[Dataset entries]
────────────────

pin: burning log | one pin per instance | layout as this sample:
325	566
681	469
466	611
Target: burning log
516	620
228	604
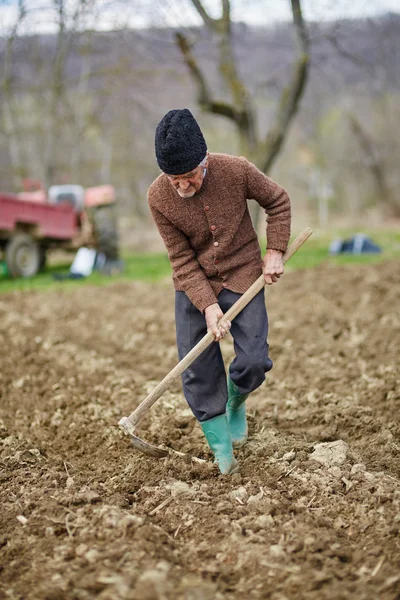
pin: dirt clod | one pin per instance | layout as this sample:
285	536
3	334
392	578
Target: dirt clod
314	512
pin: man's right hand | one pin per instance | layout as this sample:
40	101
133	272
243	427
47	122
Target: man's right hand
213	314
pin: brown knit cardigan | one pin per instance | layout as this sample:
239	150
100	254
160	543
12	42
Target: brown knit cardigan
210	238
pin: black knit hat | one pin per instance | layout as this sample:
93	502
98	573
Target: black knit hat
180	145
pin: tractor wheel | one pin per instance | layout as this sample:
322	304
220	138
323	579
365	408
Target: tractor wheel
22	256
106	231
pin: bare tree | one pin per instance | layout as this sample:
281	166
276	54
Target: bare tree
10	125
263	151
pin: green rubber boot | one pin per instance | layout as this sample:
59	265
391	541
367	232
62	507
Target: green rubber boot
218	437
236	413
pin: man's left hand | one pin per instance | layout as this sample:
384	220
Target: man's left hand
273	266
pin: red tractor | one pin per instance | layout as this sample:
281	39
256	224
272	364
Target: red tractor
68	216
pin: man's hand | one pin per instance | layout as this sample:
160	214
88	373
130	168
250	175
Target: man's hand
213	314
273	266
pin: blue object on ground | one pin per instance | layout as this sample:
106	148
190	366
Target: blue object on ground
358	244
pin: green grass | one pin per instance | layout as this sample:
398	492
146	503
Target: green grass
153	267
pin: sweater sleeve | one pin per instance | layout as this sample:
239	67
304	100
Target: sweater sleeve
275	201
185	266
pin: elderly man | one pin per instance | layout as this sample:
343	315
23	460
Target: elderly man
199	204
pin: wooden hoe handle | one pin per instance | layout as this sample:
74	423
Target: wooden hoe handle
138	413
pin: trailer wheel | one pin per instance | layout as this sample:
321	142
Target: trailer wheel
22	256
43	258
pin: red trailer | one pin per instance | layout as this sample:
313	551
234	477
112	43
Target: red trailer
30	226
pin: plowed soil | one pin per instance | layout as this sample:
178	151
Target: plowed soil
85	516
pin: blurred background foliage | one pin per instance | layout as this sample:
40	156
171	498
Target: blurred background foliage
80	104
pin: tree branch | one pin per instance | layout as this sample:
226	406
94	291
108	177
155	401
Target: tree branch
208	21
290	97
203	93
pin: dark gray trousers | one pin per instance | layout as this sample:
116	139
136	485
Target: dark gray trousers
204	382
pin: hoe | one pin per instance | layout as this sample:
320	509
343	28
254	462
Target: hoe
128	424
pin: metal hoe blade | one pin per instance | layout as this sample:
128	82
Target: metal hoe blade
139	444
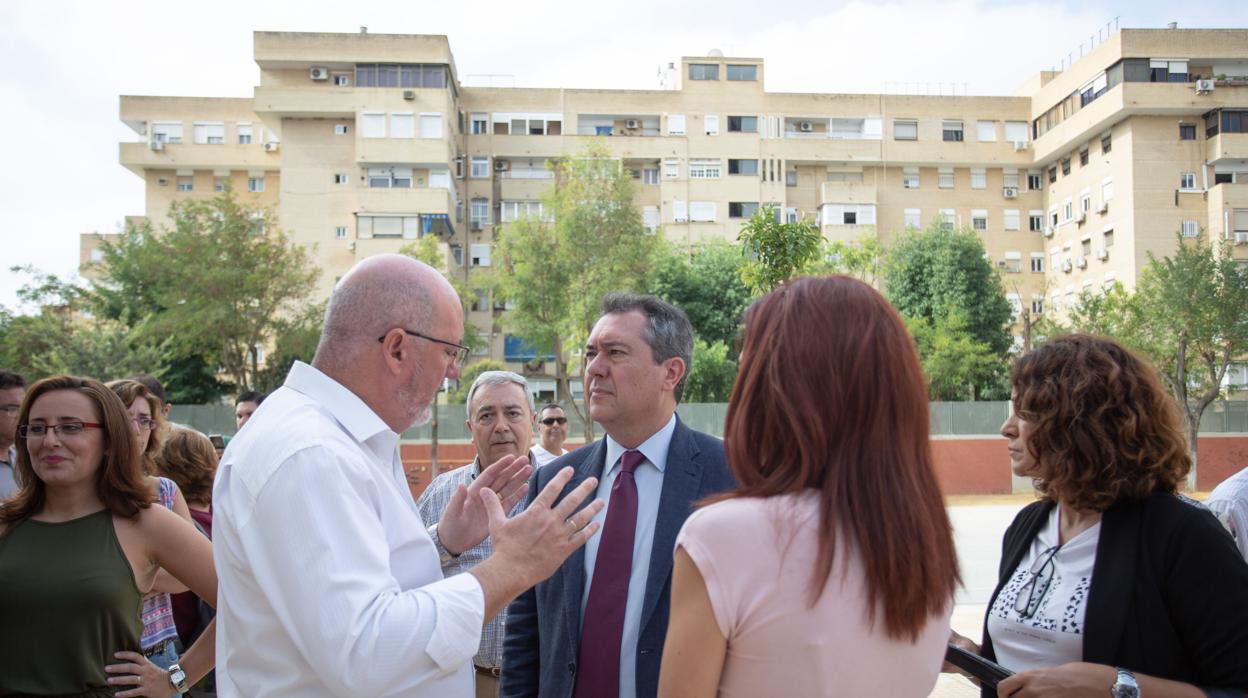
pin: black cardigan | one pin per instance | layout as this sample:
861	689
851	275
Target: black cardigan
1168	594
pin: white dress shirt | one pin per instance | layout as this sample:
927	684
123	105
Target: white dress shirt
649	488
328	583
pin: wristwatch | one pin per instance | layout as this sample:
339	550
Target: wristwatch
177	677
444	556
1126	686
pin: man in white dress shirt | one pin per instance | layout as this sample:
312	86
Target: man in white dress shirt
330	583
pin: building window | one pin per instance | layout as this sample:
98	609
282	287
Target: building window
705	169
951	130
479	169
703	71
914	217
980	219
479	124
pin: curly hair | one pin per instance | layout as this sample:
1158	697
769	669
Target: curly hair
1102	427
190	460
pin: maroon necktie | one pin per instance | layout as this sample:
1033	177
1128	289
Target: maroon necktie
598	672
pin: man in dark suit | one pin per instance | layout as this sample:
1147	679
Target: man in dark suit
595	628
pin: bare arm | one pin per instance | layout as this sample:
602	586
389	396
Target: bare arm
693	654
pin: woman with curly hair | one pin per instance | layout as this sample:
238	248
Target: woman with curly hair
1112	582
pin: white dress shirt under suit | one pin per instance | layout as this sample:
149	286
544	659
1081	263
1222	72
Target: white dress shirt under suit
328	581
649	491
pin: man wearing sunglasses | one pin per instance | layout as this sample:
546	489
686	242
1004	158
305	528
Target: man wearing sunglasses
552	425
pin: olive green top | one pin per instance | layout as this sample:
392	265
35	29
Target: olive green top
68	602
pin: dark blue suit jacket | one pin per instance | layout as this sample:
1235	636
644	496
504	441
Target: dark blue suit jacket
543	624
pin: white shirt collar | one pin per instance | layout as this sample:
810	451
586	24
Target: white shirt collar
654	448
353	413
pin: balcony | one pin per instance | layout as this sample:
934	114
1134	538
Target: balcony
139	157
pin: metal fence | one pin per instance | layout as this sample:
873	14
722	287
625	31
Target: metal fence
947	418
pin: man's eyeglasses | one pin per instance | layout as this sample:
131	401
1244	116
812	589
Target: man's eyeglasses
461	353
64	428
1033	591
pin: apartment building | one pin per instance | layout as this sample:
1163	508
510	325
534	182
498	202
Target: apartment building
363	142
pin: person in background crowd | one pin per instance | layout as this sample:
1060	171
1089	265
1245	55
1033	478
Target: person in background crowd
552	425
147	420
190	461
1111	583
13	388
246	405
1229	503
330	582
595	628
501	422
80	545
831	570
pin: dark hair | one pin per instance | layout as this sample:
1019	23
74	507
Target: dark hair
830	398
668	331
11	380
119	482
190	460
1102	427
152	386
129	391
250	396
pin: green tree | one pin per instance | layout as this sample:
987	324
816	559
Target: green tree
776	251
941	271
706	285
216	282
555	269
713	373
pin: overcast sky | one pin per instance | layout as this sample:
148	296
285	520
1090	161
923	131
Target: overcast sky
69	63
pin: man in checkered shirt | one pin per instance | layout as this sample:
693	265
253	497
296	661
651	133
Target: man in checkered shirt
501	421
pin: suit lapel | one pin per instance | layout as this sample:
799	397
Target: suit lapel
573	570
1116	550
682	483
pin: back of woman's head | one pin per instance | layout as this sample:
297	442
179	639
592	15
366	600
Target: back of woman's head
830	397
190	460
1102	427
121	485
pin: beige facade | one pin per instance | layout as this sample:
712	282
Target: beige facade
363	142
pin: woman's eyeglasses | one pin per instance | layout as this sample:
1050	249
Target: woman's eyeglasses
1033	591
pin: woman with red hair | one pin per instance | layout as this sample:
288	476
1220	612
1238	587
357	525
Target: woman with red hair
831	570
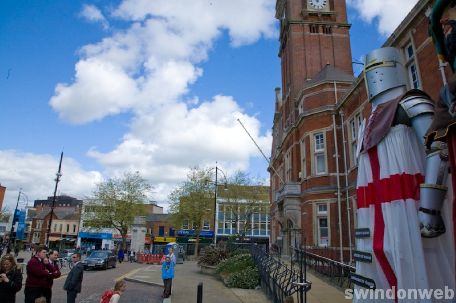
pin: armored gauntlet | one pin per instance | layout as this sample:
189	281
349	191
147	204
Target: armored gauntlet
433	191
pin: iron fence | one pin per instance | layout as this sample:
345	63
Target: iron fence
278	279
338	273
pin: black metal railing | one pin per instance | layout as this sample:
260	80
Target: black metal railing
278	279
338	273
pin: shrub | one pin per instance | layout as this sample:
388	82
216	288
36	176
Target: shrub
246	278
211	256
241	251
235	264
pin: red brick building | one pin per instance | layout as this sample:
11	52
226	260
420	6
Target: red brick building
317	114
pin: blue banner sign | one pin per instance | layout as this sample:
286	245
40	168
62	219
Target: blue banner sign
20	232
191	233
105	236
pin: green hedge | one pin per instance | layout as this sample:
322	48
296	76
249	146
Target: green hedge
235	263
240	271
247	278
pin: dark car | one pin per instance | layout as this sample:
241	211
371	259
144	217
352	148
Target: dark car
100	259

────────────────

Your goal: An exact reproduction of the data is needed, with no pictures included.

Solution for this exercise:
pin: burning log | one pin per instance | layout as this sample:
325	566
681	469
466	611
Target: burning log
516	620
228	604
pin: dirt clod | one pin per instance | layout as this sample:
285	536
3	334
392	578
Target: dirt clod
314	512
pin: man's right hand | one pin per instance | layout as this sample:
40	101
133	272
243	427
47	122
Target: man's right hand
213	314
pin: brown knit cardigan | one pin per instance | layout as this sample:
239	150
100	254
160	543
12	42
Target: brown knit cardigan
210	238
pin: black knit hat | one pin per instance | layout as this sample:
93	502
98	573
Target: black knit hat
180	145
pin: tractor wheel | one pin per instance | layout as this sample:
322	304
220	138
323	579
365	408
Target: tractor wheel
22	256
106	231
pin: bare tree | one pin per instance | layout as this sample:
281	166
276	54
Target: bare tree
10	125
263	151
pin: green rubber boot | one pin per instance | layout as this sample:
59	265
391	541
367	232
62	507
Target: green rubber boot
218	437
236	413
pin: man's left hand | one pin per instance | layout as this sample:
384	220
Target: man's left hand
273	266
pin: red tractor | one pin per instance | layout as this sample:
281	39
256	224
272	364
Target: red tractor
68	216
pin: man's hand | one pin per instance | layout as this sample:
160	214
88	373
130	168
250	175
Target: man's hand
213	314
273	266
pin: blue object on ground | one pin per instance | layout as this sample:
106	148
190	366
Target: blue object on ground
358	244
pin: green grass | one pin per instance | layout as this sample:
398	492
146	503
Target: green grass
153	267
pin: sweater sleeve | one pin per instance | layout as this sample:
239	67
304	100
Target: sweater sleeve
275	201
185	266
pin: elderly man | one pin per instance | layout as this sample:
343	315
23	460
Target: elderly man
199	204
pin: wooden hoe handle | one pin per instance | layout as this sample:
74	423
Target: wooden hoe handle
138	413
pin: trailer wheel | one pin per instance | layout as this sample:
321	142
Target: trailer wheel
22	256
43	258
pin: red trailer | one pin per instance | layout as this sample:
313	551
234	477
112	43
Target: red trailer
30	226
pin: plowed soil | one pin per instance | layout as this sample:
178	151
Target: plowed soil
85	516
pin: blurred background foliage | one pin per instance | layout as this sample:
40	156
171	498
Target: blurred background foliage
80	104
pin: tree branch | one pin per instance | layout as this sample:
226	406
94	291
108	177
155	401
Target: tree branch
208	21
290	97
203	93
pin: dark gray trousers | one pin per instance | layout as this sample:
116	139
136	485
Target: dark gray trousers
204	382
pin: hoe | one pin per instance | layout as this sample:
320	509
343	28
254	462
Target: hoe
128	424
pin: metal hoe blade | one pin per instance | layout as this sample:
128	82
Target: metal hoe blade
139	444
pin: black cardigan | one pin per instance | layout as this sample:
861	689
851	275
Target: black cardigan
1168	594
pin: white dress shirt | one pin per instance | layout as this sample:
927	684
123	105
Target: white dress shirt
649	488
328	583
pin: wristwatch | one pin per instance | layout as this sample:
339	550
Target: wristwatch
177	677
444	556
1126	686
pin: man in white dress shirt | one pin per instance | layout as this sample:
312	86
Target: man in white dress shirt
330	583
pin: building window | one pin per instance | layout as this sample:
98	609
282	287
Target: building window
705	169
951	130
479	169
703	71
914	217
980	219
479	124
pin: curly hair | one pin per instance | layout as this sample:
1158	697
769	669
Target: curly hair
1102	427
190	460
pin: maroon necktie | one pin per instance | layout as this sample:
1033	177
1128	289
Target: maroon necktie
598	672
pin: man in dark suit | one pin per instance | layout as this sample:
1147	679
Target: man in dark suit
595	628
pin: bare arm | one pin per instance | layout as this sample:
602	586
389	396
Target: bare arm
693	654
pin: woman with curly hair | one pin per instance | layout as this sample:
238	248
Target: woman with curly hair
1112	582
pin: white dress shirt under suit | one pin per instance | layout as this sample:
149	286
544	659
1081	263
1222	72
Target: white dress shirt under suit
328	581
649	491
pin: man wearing sunglasses | one pin per instance | layout as this sample:
546	489
686	242
1004	158
305	528
Target: man wearing sunglasses
552	425
pin: olive green top | one pin per instance | layout as this sample:
392	265
35	29
Target: olive green top
68	602
pin: dark blue suit jacket | one pin per instance | layout as this sample:
1235	636
644	496
504	441
Target: dark blue suit jacket
543	624
pin: white shirt collar | one pin per instance | layout as this sample:
810	451
586	24
Target: white shirt collar
654	448
353	413
pin: balcony | one pin per instance | layout as this sample:
934	114
1134	538
Target: balcony
139	157
pin: metal fence | one pin per instance | layout as this sample:
873	14
722	287
625	31
Target: metal fence
947	418
pin: man's eyeglasses | one pin per instance | layout as this sample:
131	401
1244	116
812	589
Target: man's eyeglasses
461	353
64	428
1033	591
pin: apartment building | one pin per instance | layout as this sample:
1163	508
510	325
534	182
498	202
Target: apartment building
363	142
pin: person in background crowd | one pin per instance | layout as this sample:
1060	171
1089	265
1245	55
1033	478
Target: person in background crowd
552	425
147	420
190	461
1111	583
13	388
246	405
1229	503
330	582
595	628
501	422
80	545
831	570
pin: dark hair | one pin per instance | layout as this sample:
1019	23
74	507
Target: dark hair
830	398
668	331
11	380
119	482
190	460
1102	427
152	386
129	391
250	396
pin: green tree | one pin per instance | layout as this sample:
987	324
816	559
Target: green tree
776	251
941	271
706	285
216	282
555	269
713	373
pin: overcast sky | one pin per instance | layout as this sample:
148	296
285	520
1090	161
923	131
Target: overcast sky
69	63
pin: man in checkered shirt | one pin per instance | layout as this sample:
693	265
253	497
296	661
651	133
Target: man in checkered shirt
501	421
pin: suit lapel | one pin per instance | layout as this sample:
799	397
Target: suit lapel
573	570
1116	550
682	483
pin: back of woman's head | one pin per instance | layout as this sample:
297	442
179	639
592	15
366	600
Target: back of woman's head
830	397
190	460
1102	427
121	485
pin: beige facade | one pin per instance | layout as this sample:
712	282
Target: beige facade
363	142
pin: woman's eyeglasses | one pin per instance | layout as this sample:
1050	249
Target: woman's eyeglasses
1033	591
pin: woman with red hair | one pin per instance | layout as this sample:
288	476
1220	612
1238	587
357	525
Target: woman with red hair
831	570
pin: armored gauntlet | one pin per instance | layout as this sample:
189	281
349	191
147	204
Target: armored gauntlet
433	191
pin: iron fence | one pin per instance | layout as this sample:
345	63
Target: iron fence
278	279
338	273
pin: black metal railing | one pin per instance | layout as this sample:
260	80
Target: black metal railing
278	279
338	273
pin: shrub | one pin per instance | layout as this sample:
388	82
216	288
36	176
Target: shrub
246	278
211	256
241	251
235	264
pin: red brick building | one pin per instance | layout as this sample:
11	52
226	260
420	6
Target: red brick building
317	114
pin: blue banner sign | one pin per instance | layout as this sample:
286	245
40	168
62	219
Target: blue banner sign
20	232
191	233
105	236
pin: green hedge | one pin per instance | layout as this sample:
322	48
296	76
249	146
Target: green hedge
235	263
240	271
247	278
pin: dark car | one pin per instance | layout as this sample:
241	211
371	259
144	217
352	148
Target: dark car
100	259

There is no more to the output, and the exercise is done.